The task — Reproduce the conference abstract below in its entirety, character for character.

Selection —
+ + + + + + +

Christopher Marshall - Vintage Violence: Exhibiting Armour

February 20, 2013


The Power of Luxury: Art and Culture at the Italian Courts in Machiavelli’s Lifetime
The Australian Institute of Art History
The University of Melbourne
19 and 20 February, 2013

Session Three - About Principalities and Courts
Wednesday 20 February 10.30 am

Christopher Marshall
Vintage Violence: Exhibiting Armour, from the power of the prince to the dynamism of the museum

Abstract
Renaissance exhibitions of arms and armour tended to emphasise their status as manifestations of princely power (with spoils of victory often displayed prominently) as well as genealogical projections of seigneurial identity. This paper will consider the challenges involved in transferring these functions across to the modern setting of the contemporary museum. The nineteenth century witnessed a mania for employing frequently spectacular juxtapositions of arms and armour as a means of creating highly theatrical reimaginings of Renaissance ambiences. Recent exhibitions of arms and armour have tended to reconfigure them according to more contemporary frameworks as either refined objects of decorative art or as indices of social and cultural history. This paper will consider these and other options for redisplaying collections of these kinds with a particular emphasis on the case study of the arms and armour collection of the Museo Poldi Pezzoli, Milan.

+ + + + + + +

Source records —
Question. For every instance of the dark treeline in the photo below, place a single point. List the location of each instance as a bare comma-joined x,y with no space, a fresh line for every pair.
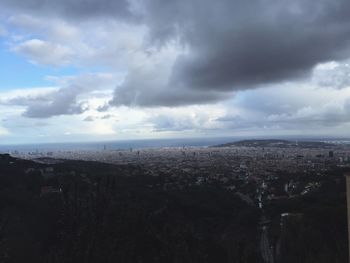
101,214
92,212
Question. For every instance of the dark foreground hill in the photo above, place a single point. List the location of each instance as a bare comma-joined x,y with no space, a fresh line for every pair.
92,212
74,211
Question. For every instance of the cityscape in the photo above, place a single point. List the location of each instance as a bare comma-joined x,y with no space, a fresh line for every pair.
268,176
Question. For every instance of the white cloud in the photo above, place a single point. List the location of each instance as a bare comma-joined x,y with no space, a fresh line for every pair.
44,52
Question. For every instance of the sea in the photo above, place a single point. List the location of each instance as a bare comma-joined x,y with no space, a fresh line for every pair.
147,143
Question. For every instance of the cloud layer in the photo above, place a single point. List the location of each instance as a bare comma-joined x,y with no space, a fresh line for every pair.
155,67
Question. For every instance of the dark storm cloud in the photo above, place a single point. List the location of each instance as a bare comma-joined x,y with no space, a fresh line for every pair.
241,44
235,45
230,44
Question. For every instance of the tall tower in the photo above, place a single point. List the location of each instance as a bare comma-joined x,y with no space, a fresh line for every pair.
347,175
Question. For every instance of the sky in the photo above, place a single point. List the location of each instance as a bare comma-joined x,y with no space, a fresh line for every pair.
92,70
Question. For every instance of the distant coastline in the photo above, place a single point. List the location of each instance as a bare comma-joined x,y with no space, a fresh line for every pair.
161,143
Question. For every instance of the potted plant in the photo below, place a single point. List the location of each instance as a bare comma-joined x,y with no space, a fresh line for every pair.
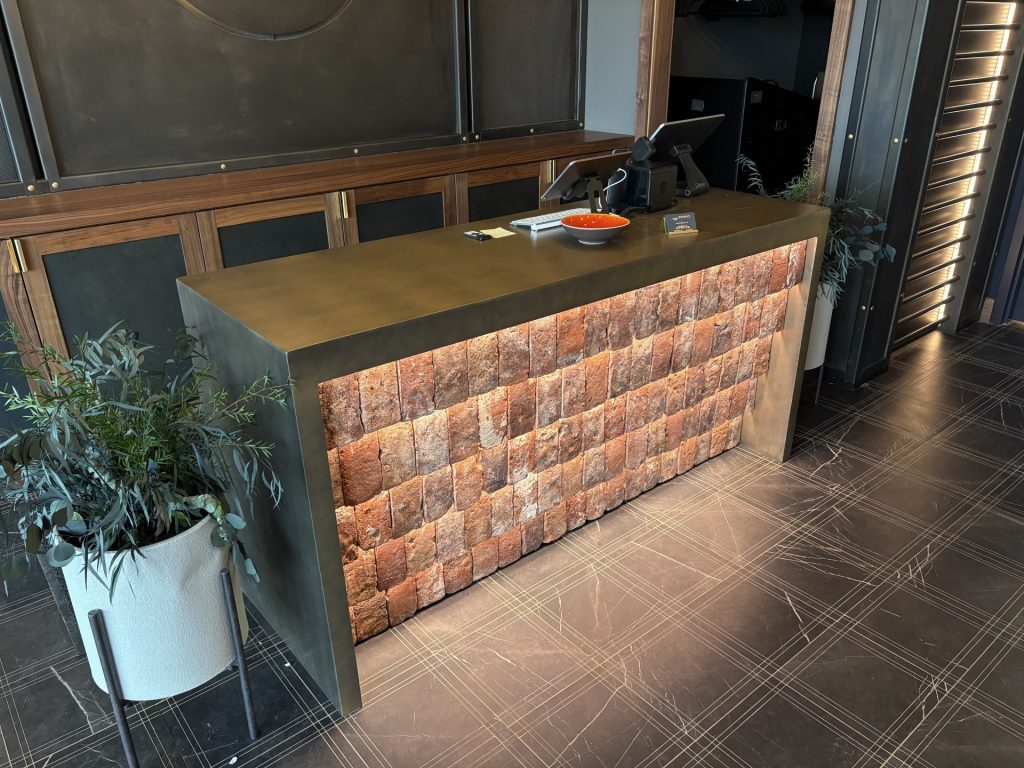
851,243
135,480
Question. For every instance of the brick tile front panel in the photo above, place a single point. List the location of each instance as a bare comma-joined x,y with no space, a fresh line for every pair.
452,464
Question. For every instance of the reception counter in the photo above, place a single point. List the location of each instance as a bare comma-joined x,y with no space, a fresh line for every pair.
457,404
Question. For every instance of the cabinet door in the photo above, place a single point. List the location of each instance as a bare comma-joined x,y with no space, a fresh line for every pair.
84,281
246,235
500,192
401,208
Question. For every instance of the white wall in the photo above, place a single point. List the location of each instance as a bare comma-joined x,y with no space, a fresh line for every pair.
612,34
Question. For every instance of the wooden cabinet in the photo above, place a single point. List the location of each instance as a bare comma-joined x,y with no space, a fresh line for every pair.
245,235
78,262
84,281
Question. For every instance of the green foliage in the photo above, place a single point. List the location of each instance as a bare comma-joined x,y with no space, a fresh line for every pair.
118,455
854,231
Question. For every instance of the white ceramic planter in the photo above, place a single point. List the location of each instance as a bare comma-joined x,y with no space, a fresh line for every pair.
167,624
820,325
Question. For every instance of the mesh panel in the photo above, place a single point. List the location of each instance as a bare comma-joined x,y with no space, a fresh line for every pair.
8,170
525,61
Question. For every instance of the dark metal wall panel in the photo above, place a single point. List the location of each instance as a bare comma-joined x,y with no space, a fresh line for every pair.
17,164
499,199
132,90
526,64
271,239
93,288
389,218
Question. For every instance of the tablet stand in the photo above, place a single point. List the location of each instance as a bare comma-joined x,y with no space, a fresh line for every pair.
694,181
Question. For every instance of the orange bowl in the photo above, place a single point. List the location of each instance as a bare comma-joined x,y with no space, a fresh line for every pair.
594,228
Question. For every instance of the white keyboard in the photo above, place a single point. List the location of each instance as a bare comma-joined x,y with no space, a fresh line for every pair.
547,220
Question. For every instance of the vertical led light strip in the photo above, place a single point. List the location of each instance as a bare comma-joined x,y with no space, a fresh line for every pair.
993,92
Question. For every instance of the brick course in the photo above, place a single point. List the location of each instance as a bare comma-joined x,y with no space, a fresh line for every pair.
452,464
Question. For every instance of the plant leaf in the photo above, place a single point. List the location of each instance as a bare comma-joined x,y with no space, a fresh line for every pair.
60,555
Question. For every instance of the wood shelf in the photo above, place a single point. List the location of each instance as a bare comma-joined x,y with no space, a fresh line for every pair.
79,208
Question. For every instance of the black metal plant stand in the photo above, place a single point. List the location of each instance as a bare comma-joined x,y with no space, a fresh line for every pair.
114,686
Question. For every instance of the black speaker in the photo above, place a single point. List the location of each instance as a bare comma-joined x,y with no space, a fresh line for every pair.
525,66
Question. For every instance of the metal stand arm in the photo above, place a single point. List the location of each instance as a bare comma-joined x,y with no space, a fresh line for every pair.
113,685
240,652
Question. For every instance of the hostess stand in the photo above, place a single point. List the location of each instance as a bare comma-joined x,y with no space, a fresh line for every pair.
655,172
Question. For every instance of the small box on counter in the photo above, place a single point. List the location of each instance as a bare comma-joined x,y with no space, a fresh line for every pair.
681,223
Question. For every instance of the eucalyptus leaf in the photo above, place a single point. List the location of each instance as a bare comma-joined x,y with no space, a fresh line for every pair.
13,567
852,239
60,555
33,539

+ + + + + + +

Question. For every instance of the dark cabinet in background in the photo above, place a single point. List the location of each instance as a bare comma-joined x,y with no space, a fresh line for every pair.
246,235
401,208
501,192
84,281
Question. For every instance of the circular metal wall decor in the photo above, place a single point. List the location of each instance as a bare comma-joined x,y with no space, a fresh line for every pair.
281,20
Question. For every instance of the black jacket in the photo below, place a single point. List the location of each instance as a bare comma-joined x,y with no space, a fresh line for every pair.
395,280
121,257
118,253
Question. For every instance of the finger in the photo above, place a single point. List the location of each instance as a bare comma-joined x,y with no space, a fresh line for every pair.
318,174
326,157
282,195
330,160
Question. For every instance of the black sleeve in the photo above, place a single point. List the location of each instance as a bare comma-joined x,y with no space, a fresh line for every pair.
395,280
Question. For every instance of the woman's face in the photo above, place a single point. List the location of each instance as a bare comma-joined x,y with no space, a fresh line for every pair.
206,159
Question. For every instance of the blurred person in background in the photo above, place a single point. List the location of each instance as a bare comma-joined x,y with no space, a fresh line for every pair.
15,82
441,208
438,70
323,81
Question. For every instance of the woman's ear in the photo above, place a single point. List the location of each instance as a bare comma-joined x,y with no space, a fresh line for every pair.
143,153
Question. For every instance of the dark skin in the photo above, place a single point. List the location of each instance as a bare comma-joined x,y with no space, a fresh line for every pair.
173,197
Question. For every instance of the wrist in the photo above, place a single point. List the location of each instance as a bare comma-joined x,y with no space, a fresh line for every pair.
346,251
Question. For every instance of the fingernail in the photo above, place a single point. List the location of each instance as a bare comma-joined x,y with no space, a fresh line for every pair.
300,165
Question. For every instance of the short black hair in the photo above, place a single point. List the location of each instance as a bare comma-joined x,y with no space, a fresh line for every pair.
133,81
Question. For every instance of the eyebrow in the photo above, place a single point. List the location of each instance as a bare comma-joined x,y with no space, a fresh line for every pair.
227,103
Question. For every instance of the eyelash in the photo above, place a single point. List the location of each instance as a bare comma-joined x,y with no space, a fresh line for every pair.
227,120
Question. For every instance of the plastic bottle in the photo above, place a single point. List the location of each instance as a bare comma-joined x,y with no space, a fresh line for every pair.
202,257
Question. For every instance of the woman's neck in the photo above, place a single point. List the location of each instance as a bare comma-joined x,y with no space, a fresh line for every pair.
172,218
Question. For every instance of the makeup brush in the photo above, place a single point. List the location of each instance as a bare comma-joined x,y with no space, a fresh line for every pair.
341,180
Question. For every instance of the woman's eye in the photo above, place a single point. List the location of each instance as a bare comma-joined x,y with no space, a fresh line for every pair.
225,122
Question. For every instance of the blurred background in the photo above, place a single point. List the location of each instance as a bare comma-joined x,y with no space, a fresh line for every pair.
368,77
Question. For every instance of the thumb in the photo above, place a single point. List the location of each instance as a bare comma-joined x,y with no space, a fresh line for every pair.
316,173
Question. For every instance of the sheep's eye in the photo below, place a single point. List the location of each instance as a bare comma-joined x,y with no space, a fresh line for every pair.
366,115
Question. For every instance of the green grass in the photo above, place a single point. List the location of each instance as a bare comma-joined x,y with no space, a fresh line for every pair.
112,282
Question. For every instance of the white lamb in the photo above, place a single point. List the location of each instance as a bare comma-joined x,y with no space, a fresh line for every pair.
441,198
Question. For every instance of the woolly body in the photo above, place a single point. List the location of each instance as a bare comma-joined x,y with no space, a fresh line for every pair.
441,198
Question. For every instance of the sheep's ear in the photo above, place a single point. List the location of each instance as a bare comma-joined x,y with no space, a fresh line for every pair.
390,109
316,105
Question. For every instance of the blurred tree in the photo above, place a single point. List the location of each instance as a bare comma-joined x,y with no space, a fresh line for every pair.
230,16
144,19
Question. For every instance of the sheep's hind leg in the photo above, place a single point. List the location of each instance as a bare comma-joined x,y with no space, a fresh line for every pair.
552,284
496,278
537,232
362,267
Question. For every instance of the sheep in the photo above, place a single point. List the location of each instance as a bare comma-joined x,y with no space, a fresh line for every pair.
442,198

+ + + + + + +

Final result —
Christopher Marshall - Vintage Violence: Exhibiting Armour

February 20, 2013


The Power of Luxury: Art and Culture at the Italian Courts in Machiavelli’s Lifetime
The Australian Institute of Art History
The University of Melbourne
19 and 20 February, 2013

Session Three - About Principalities and Courts
Wednesday 20 February 10.30 am

Christopher Marshall
Vintage Violence: Exhibiting Armour, from the power of the prince to the dynamism of the museum

Abstract
Renaissance exhibitions of arms and armour tended to emphasise their status as manifestations of princely power (with spoils of victory often displayed prominently) as well as genealogical projections of seigneurial identity. This paper will consider the challenges involved in transferring these functions across to the modern setting of the contemporary museum. The nineteenth century witnessed a mania for employing frequently spectacular juxtapositions of arms and armour as a means of creating highly theatrical reimaginings of Renaissance ambiences. Recent exhibitions of arms and armour have tended to reconfigure them according to more contemporary frameworks as either refined objects of decorative art or as indices of social and cultural history. This paper will consider these and other options for redisplaying collections of these kinds with a particular emphasis on the case study of the arms and armour collection of the Museo Poldi Pezzoli, Milan.